__Selected text__.
******

Hacker News new | past | comments | ask | show | jobs | submit login
Extending “Let It Go” with recurrent neural network (snucse.org)
131 points by elnn on June 11, 2015 | hide | past | favorite | 45 comments

If you are into this kind of stuff (time series density/probability modeling), there are several places to go beyond this.

The simplest example is the RNN-RBM (restricted boltzmann machine) from the Theano deep learning tutorials [1]. There are follow-up papers by Kratarth Goel extending this to LSTM-DBN, and RNN-NADE (neural autoregressive density estimator) has also been explored in this space. The results for MIDI are pretty good.

Ales Graves [2] has done a huge amount of work in sequence modeling for classification and generation. His work with LSTM-GMM for online handwriting modeling can also be applied to speech features (vocoded speech), and seems to work well. No official publication to date on the speech experiments themselves, but the procedure is well documented in his paper [3]

The most recent thing is our paper "A Recurrent Latent Variable Model for Sequential Data" [4]. It operates on raw timeseries (!) even though all intuition would say that an RNN shouldn't handle this well. Adding a recurrent prior seems to preserve style in the handwriting generations at least - I may try on this "Let It Go!" task and see what happens! We are also exploring conditional controls and higher-level speech features, which should result in samples as good or better than LSTM-GMM.

[1] http://deeplearning.net/tutorial/rnnrbm.html#rnnrbm

[2] https://www.youtube.com/watch?v=-yX1SYeDHbg#t=36m50s

[3] http://arxiv.org/abs/1308.0850

[4] http://arxiv.org/abs/1506.02216

The infinite jukebox[0] is another interesting one to look at.

[0] http://labs.echonest.com/Uploader/index.html

Wow, that is quite good at what it does.

I love the potentially-infinite loops that are hit on "Rock the Casbah". "ROCK THE CASBAH ROCK THE CASBAH ROCK THE CASBAH ROCK THE CASBAH ROCK THE CASBAH".

Specifically, for these kinds of sequences (chord sequences, etc.) check out models that uses note-level features but with joint probability (RNN with sigmoid out and cross-entropy loss, RBM, NADE, etc.). It should do even better!

So I took a class in college (15 years ago) where we learned how to do some backprop (out of plain Matlab). I've been seeing impressive demonstrations of RNNs these weeks. How (if at all) can a Matlab-Fortran-SAS grunt start-from-the-beginning to at least understand the rudiments of how these work?

******

__What needs to be done__.
Carry on the forum thread about extending "Let It Go" with a recurrent neural network, starting after its last post. The listing that comes next is not needed for anything here.

******

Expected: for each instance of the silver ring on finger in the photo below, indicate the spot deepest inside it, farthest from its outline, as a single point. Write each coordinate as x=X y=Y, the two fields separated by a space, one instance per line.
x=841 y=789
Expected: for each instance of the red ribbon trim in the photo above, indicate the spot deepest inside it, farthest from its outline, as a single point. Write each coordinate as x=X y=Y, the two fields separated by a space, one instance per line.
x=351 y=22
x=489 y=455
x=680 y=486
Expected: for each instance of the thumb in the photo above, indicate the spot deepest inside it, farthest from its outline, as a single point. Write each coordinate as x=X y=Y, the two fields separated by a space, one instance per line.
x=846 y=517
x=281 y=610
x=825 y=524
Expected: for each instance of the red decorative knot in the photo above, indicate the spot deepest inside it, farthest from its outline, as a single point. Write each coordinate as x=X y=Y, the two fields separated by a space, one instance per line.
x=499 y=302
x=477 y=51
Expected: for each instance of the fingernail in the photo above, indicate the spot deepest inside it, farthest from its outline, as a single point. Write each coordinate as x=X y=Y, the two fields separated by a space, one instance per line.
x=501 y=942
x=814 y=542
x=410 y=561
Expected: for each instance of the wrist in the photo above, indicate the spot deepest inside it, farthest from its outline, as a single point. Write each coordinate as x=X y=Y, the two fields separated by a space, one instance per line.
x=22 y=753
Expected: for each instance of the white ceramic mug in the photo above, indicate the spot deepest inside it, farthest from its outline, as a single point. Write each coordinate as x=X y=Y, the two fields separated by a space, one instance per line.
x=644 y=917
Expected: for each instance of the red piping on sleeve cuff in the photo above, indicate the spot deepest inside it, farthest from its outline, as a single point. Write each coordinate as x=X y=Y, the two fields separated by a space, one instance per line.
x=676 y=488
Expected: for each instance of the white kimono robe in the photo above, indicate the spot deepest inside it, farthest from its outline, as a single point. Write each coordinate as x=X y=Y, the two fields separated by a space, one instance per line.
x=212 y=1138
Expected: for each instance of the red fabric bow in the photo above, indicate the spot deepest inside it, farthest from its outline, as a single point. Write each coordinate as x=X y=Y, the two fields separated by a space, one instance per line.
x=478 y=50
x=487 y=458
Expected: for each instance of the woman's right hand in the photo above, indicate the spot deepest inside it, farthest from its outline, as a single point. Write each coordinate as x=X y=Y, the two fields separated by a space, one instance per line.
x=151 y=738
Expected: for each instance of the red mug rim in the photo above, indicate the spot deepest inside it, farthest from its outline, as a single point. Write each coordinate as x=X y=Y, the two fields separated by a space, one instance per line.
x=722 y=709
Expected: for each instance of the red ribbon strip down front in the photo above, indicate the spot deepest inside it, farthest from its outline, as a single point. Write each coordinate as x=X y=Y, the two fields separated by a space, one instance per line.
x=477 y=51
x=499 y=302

******

__Right answer__.
There is a nice book by my profs (Y. Bengio, A. Courville) and a former student of the lab (I. Goodfellow) here: http://www.iro.umontreal.ca/~bengioy/DLbook/ The chapter on RNNs is pretty enlightening. You probably want to start with something the goes through feedforward networks, convolutional, etc. first though.

Andrew Ng's Coursera course does a super basic NN in MATLAB which might be good to shake the rust off [1]. Hugo Larochelle's youtube course [2], Geoff Hinton's Coursera course [3], and Nando's youtube Deep Learning course [4] are all very good. There are also some great lectures from Aaron Courville from the Representation Learning class that just finished here at UdeM [5]

If you want to do this for real (not self teaching RNN backprop on toy examples) tool-wise you generally go with either Theano (my preference) or Torch - implementing the backwards path for these (and verifying gradients are correct) is not pretty.

Theano does it almost for free, and Torch can do it at the module level. Either way you definitely want one of the higher order tools!

[1] https://www.coursera.org/learn/machine-learning

[2] https://www.youtube.com/watch?v=SGZ6BttHMPw&list=PL6Xpj9I5qX...

[3] https://www.coursera.org/course/neuralnets

[4] https://www.youtube.com/watch?v=PlhFWT7vAEw

[5] https://ift6266h15.wordpress.com/

Thanks for the references!

It's really hard to connect "Let it Go" with the results that the program generates. Maybe if the song starts with a recognisable line of tones and the algorithm buts in some recognisable parts here and there it becomes more clear? Not sure. But for my untrained ears it was not possible to recognise the connection to "Let it Go".

My six-year-old identified it as reminding him of "Let It Go" with no prompting from me other than "What does this make you think of?" (He also said "It's great!" about four times before that.)

not sure how many songs kids these days are exposed to, but maybe it's easier for young children to be reminded of "let it go" since it's very popular and they haven't heard a lot of other songs?

Having a 3 year old who cannot get enough of "Snowman!" and as a result listening to this song more times than Long.MAX_VALUE, this is a good continuation of the version which appears in the movie.

For me it actually noodled around for a while, played a haunting MINOR KEY version of the entire chorus, then went back to noodling.

After reading some of the comments here I can hear vestiges of the song a bit more now. The rhythms are pretty similar to the rhythms in the song. And it does run through the chorus changes (starting in m11) in the relative minor key which is interesting.

I would like to see this done with just a melody line, or a melody and a bass line, or melody and chord changes- as doing it based on a full piano score is probably quite a bit trickier for a neural network to handle intelligibly.

It's a bit tough because MIDI-style playback engines all sound pretty rubbish, but it definitely sounds like something that could appear in an extended jazz version.

Well, the rhythm can be kinda traced back, but the training piece likely had the accompaniment and melody parts smushed together, so it is quite difficult

The one I just generated seems to be randomly banging out minor chords.

Are you folks sure anything is being generated on the fly here? I get a pre-generated version that is exactly the same every time I load the page.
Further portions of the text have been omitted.